Guillaume Horcajuelo / EPA

O dia de ontem ficou marcado pelos números elevados de novas infeções. Foi o segundo pior dia da covid-19 em Portugal, ainda assim foi o dia menos alarmante, uma vez que o número de mortes continua reduzido, tal como os internamentos. Pode-se respirar de alívio, mas esta situação pode mudar rapidamente, até porque controlar as cadeias de transmissão está a ser cada vez mais difícil.

Os mais de mil casos de infeção registados esta quinta-feira pela DGS, não surpreenderam os especialistas portugueses. Francisco Antunes, infeciologista do Instituto de Saúde Ambiental da Faculdade de Medicina da Universidade de Lisboa, disse ao Observador que apesar Portugal já estar a entrar numa segunda vaga, para já não é “alarmante”. Contudo, admite que o crescimento está a ser mais acentuado que o da vaga anterior.”

Jaime Nina, infeciologista do Instituto de Higiene e Medicina Tropical, explica que apesar de haver um grande aumento diário de casos, o que importa “são as mortes”, pois “o número de casos varia muito de acordo com o número de testes que se faz.

Em março ou abril faziam-se menos testes e eram testadas as pessoas em estado mais grave, por isso os números eram mais pequenos. Agora, felizmente, fazem-se mais testes e, por isso, apanham-se mais casos ligeiros”, explica o especialista.

Mas então, o que está a mudar para haver menos mortes? Além da capacidade de testagem, outros dois aspetos. O primeiro é a idade: se nas últimas duas vezes em que o país ultrapassou a marca dos mil casos diários os jovens na faixa etária dos 20 aos 29 anos representavam cerca de 10% do total dos contágios, esta quinta-feira a percentagem passou para os 16%, diz o Observador.

O segundo aspeto relaciona-se com a pressão que a covid-19 está a exercer no sistema nacional de Saúde. A 10 de abril, o número de doentes internados era de 1179 pessoas, e estavam 226 doentes nos cuidados intensivos. Esta quinta-feira, os números são menores do que os valores de há seis meses: 801 internamentos em enfermaria, e 115 nos cuidados intensivos.

O facto de haver menos mortos e menos pessoas internadas é um sinal positivo, mas que deve ser interpretado com cautela, avisa Francisco Antunes. Para o infeciologista só há uma maneira de travar o avanço destes números: “proteger as pessoas vulneráveis. E tenho alguma dificuldade em perceber como é que não foram tomadas mais medidas sanitárias em relação a todos os lares”.

· · ·

→ **INSTRUÇÕES**:
- A) Responda a estas perguntas com base no texto sobre a covid-19 em Portugal:
(i) Em que instituto trabalha o infeciologista Jaime Nina?
(ii) Quantos doentes estavam nos cuidados intensivos a 10 de abril?
(iii) Que percentagem dos contágios desta quinta-feira correspondia a jovens dos 20 aos 29 anos?
- B) Continue, por favor, o texto sobre a covid-19 em Portugal a partir da última frase apresentada.

Itens listados num conjunto de dados:
· · ·

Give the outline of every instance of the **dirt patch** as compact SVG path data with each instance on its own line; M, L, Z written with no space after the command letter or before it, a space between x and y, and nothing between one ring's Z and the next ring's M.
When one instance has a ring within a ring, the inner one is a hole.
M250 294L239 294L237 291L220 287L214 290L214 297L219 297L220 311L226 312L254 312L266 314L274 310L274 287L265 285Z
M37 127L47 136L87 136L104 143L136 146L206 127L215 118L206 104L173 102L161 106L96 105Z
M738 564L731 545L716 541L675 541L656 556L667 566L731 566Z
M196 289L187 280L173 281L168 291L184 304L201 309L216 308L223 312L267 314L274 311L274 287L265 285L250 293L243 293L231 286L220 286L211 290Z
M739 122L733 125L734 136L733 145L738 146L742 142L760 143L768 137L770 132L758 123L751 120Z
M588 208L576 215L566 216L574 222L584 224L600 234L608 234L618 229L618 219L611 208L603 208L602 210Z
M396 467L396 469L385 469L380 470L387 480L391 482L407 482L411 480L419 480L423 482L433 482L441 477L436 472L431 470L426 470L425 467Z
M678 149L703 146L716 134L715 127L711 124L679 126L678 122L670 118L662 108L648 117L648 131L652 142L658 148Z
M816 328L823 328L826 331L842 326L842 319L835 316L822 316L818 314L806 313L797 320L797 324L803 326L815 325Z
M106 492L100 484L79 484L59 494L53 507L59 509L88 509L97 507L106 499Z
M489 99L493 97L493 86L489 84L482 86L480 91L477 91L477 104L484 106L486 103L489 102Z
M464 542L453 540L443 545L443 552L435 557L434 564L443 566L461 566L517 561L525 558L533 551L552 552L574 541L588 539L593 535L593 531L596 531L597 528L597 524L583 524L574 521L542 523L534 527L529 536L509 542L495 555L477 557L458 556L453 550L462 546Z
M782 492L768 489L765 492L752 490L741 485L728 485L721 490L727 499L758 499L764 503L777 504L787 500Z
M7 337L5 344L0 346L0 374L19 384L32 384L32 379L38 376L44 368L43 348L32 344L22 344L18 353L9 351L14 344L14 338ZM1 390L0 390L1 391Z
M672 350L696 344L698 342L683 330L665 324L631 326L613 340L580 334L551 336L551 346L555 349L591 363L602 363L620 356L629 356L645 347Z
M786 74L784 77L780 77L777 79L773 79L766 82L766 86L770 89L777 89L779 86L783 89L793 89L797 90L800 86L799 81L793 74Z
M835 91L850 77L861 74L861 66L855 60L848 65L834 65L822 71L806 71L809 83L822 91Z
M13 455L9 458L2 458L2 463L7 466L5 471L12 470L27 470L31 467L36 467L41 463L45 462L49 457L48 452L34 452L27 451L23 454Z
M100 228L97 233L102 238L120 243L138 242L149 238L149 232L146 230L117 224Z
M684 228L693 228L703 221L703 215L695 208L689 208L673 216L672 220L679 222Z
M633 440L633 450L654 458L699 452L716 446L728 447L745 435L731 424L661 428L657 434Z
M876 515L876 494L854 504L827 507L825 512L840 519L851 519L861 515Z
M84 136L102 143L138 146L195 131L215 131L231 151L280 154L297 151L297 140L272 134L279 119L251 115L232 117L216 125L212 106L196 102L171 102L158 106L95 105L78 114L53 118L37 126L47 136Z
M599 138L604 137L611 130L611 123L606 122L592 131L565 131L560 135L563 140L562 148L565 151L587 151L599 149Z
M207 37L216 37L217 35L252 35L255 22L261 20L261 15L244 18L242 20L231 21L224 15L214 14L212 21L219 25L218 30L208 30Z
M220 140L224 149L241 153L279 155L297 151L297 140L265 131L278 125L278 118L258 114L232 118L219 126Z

· · ·

→ **RESPOSTAS POR TAREFA**:
- A)
(i) No Instituto de Higiene e Medicina Tropical.
(ii) 226 doentes.
(iii) 16%.

- B)
Celso Cunha, virologista do IHMT, concorda com o colega e afirma que “nem o número de mortes, nem o número de internados está perto dos valores do pico da epidemia. Estamos longe disso”. Porém, alerta que “se o número de novos casos continuar a subir, é provável que esses números também subam até valores próximos aos do pico da epidemia”.

Jaime Nina também afirma que “devíamos estar a testar mais”. O médico explica que “é preciso um bom rastreio de casos e um isolamento eficaz”.

Fazer mais testes, como acontece em Singapura, Hong Kong, Taiwan, e outros, tem significado menos letalidade, garante o infeciologista. “Estes países têm um número de casos semelhante ao nosso, mas, se olharmos para o número de mortes, Singapura tem 27 mortes. Conseguem descobrir os casos muito precocemente”.

Dificuldade em quebrar cadeias de transmissão

Ricardo Mexia, presidente da Associação Nacional de Médicos de Saúde Pública, garante que ultrapassar as mil infeções por dia “é uma barreira mais psicológica do que epidemiológica”, uma vez que não há qualquer quantificação que coloque uma linha vermelha nos mil casos.

Contudo, Mexia considera que o que está em causa é a capacidade de quebrar cadeias de transmissão, sendo cada vez mais difícil aos médicos “já muito assoberbados” garantir que são feitos todos os contactos nas vigilâncias ativas.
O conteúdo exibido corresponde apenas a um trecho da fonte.